Task brief -> Transcribe the passage of the Sarajevo urbanism text between "This dissertation zooms" and "destruction and fragmentation.", inclusive.
---------- Text block
The ETHZ/UTT ‘Urban Toolbox’ provided a cross-scalar methodological
approach for examining the physical typology, program, and actors of Sarajevo’s
urbanism, spanning from spatial and stakeholder analyses synthesized through
critical mapping to the identification of strategic scenarios and the use of digital
media.
This dissertation zooms both in and out on three time periods between 1945 and
2014, defined by three distinct revolutionary moments. The central theme of this
project is the examination of the transformative processes with the focus on the
district of Marijin Dvor in New Sarajevo. Previously a peripheral zone, it became a
central operational laboratory of the new Sarajevo to test the effects of major
geopolitical shifts on the 'heart' and 'brain' of the city. While investigating multiple
spatial crystallization points, one building epitomized the correlation between
geopolitical power and space – the Museum of the Revolution – a living symbol of
the three periods of construction, destruction and fragmentation.
--------------------
---------- Material shown
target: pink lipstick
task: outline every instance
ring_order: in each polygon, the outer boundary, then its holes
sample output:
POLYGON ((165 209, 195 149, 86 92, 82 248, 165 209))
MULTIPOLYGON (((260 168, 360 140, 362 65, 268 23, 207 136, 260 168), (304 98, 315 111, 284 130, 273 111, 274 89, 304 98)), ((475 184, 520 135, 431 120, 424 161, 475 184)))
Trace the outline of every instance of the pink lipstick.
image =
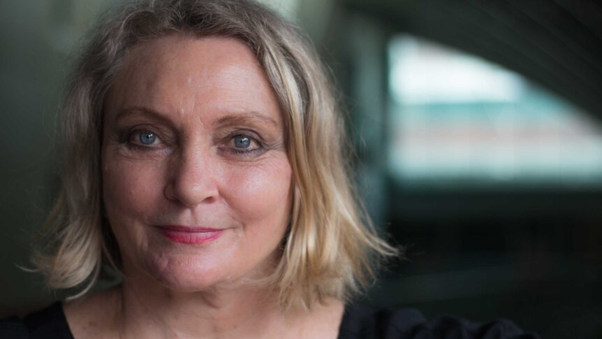
POLYGON ((223 229, 188 226, 160 226, 161 234, 174 243, 200 245, 211 243, 223 233, 223 229))

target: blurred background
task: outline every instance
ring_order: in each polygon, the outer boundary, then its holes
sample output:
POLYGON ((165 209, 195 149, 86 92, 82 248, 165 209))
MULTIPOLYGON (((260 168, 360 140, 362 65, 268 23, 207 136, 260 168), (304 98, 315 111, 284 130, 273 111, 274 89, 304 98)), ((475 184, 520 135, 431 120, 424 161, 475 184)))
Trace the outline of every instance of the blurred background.
MULTIPOLYGON (((61 89, 119 0, 0 0, 0 317, 59 297, 25 273, 56 194, 61 89)), ((602 338, 602 5, 265 0, 332 70, 379 230, 406 248, 367 302, 602 338)))

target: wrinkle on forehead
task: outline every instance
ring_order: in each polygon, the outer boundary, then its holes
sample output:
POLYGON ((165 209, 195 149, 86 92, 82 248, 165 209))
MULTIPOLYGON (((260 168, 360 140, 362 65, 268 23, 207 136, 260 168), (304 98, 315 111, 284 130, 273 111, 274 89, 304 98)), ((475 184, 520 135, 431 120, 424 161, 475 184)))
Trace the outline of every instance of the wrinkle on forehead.
MULTIPOLYGON (((233 38, 186 35, 166 36, 135 45, 126 56, 124 67, 115 84, 112 90, 119 97, 115 103, 117 106, 150 106, 161 111, 177 113, 180 117, 213 108, 262 110, 251 107, 257 100, 245 96, 246 89, 274 93, 255 54, 243 42, 233 38), (211 40, 212 44, 228 43, 230 46, 234 41, 240 45, 235 48, 237 52, 212 48, 207 49, 205 54, 202 50, 199 52, 198 45, 195 44, 206 40, 211 40), (199 53, 203 55, 199 56, 199 53), (199 57, 204 62, 189 62, 199 57), (260 80, 258 75, 263 79, 260 80), (207 102, 204 101, 210 100, 200 99, 207 96, 198 96, 199 91, 209 93, 210 96, 224 96, 223 94, 226 94, 226 99, 217 103, 212 101, 212 107, 207 107, 207 102), (216 104, 223 107, 214 107, 216 104)), ((203 118, 203 115, 197 115, 203 118)))

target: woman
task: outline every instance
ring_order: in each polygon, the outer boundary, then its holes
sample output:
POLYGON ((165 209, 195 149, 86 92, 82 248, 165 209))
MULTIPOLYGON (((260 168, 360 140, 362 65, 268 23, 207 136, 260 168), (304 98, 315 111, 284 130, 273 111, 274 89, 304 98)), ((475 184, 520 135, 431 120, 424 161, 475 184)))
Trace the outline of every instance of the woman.
POLYGON ((69 85, 62 192, 34 257, 49 286, 80 293, 0 334, 515 333, 345 306, 396 250, 362 221, 325 72, 291 25, 246 0, 166 0, 95 32, 69 85), (107 267, 122 283, 88 293, 107 267))

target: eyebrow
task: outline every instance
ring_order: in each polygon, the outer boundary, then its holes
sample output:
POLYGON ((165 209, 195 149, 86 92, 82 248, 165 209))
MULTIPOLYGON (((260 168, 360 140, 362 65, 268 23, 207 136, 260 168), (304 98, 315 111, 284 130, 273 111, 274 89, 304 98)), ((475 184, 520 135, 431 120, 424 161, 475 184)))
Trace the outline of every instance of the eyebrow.
POLYGON ((135 113, 143 113, 146 115, 150 115, 154 119, 161 120, 163 122, 171 124, 171 121, 167 117, 166 117, 159 111, 144 106, 130 106, 119 110, 117 112, 117 115, 115 115, 115 121, 119 121, 122 119, 124 119, 129 115, 131 115, 135 113))
POLYGON ((270 117, 263 113, 256 111, 245 112, 242 113, 235 113, 230 115, 220 117, 216 122, 218 125, 228 125, 244 124, 254 120, 260 120, 263 122, 266 122, 275 127, 279 127, 279 124, 270 117))
MULTIPOLYGON (((143 113, 148 115, 154 119, 157 119, 163 122, 172 124, 170 119, 166 117, 160 112, 152 108, 144 106, 131 106, 119 110, 115 117, 115 120, 119 121, 121 119, 124 119, 129 115, 135 113, 143 113)), ((275 127, 279 127, 279 124, 272 117, 260 113, 257 111, 251 110, 249 112, 232 113, 224 117, 221 117, 214 122, 217 126, 227 126, 233 124, 244 124, 245 123, 252 122, 254 121, 260 120, 263 122, 270 124, 275 127)))

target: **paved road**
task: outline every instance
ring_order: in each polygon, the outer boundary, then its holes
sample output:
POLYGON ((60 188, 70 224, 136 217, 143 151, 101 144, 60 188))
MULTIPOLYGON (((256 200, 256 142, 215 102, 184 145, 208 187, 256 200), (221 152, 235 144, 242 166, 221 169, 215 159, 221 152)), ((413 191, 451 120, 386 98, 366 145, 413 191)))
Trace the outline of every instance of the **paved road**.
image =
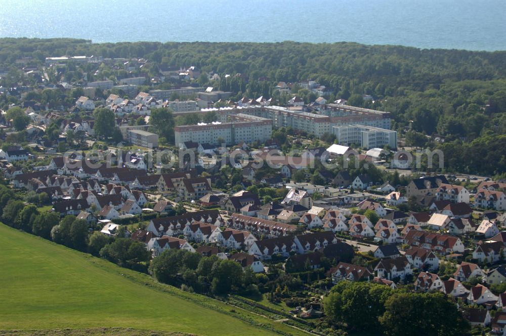
POLYGON ((376 248, 377 248, 377 246, 376 245, 372 245, 370 244, 366 244, 367 246, 365 245, 359 245, 358 244, 358 242, 355 240, 350 240, 349 239, 345 239, 345 241, 351 245, 352 246, 356 246, 358 247, 358 250, 360 252, 363 252, 364 253, 367 253, 369 251, 372 251, 374 252, 376 250, 376 248))
MULTIPOLYGON (((357 247, 358 247, 359 251, 362 252, 363 253, 367 253, 369 251, 371 251, 372 252, 374 252, 374 251, 376 250, 376 249, 377 248, 377 245, 373 245, 372 244, 366 244, 366 243, 364 243, 367 245, 367 246, 365 246, 364 245, 358 244, 357 243, 358 242, 356 241, 355 240, 350 240, 349 239, 345 239, 345 241, 349 244, 350 245, 351 245, 352 246, 357 246, 357 247)), ((399 250, 399 251, 401 255, 403 256, 405 253, 404 251, 401 251, 400 250, 399 250)))

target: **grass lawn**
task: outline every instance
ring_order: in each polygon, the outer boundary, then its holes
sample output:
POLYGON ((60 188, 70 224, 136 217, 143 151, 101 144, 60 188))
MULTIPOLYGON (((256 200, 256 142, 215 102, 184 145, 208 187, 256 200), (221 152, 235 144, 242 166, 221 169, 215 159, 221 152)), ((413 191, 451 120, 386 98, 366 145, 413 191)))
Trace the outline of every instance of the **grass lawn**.
POLYGON ((280 311, 284 312, 285 313, 288 313, 288 311, 293 309, 293 308, 290 308, 290 307, 286 306, 284 302, 281 301, 279 303, 275 303, 274 302, 271 302, 268 300, 267 300, 267 296, 262 295, 259 296, 243 296, 244 299, 247 299, 250 300, 255 301, 258 304, 262 305, 263 306, 265 306, 266 307, 272 308, 273 309, 275 309, 276 310, 279 310, 280 311))
POLYGON ((0 246, 0 330, 119 327, 201 335, 303 333, 2 224, 0 246))
POLYGON ((38 206, 37 209, 38 210, 38 212, 39 213, 45 213, 48 211, 51 211, 52 208, 53 204, 50 204, 49 205, 44 205, 44 206, 38 206))

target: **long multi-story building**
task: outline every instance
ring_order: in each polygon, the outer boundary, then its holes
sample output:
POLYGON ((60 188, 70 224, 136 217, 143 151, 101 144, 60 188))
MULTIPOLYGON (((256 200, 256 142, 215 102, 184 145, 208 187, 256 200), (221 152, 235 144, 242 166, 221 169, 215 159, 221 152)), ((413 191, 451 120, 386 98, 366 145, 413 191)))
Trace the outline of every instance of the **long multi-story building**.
--------------------
Full output ->
This dissertation zooms both in and out on three time periods between 1945 and
2014, defined by three distinct revolutionary moments. The central theme of this
project is the examination of the transformative processes with the focus on the
district of Marijin Dvor in New Sarajevo. Previously a peripheral zone, it became a
central operational laboratory of the new Sarajevo to test the effects of major
geopolitical shifts on the 'heart' and 'brain' of the city. While investigating multiple
spatial crystallization points, one building epitomized the correlation between
geopolitical power and space – the Museum of the Revolution – a living symbol of
the three periods of construction, destruction and fragmentation.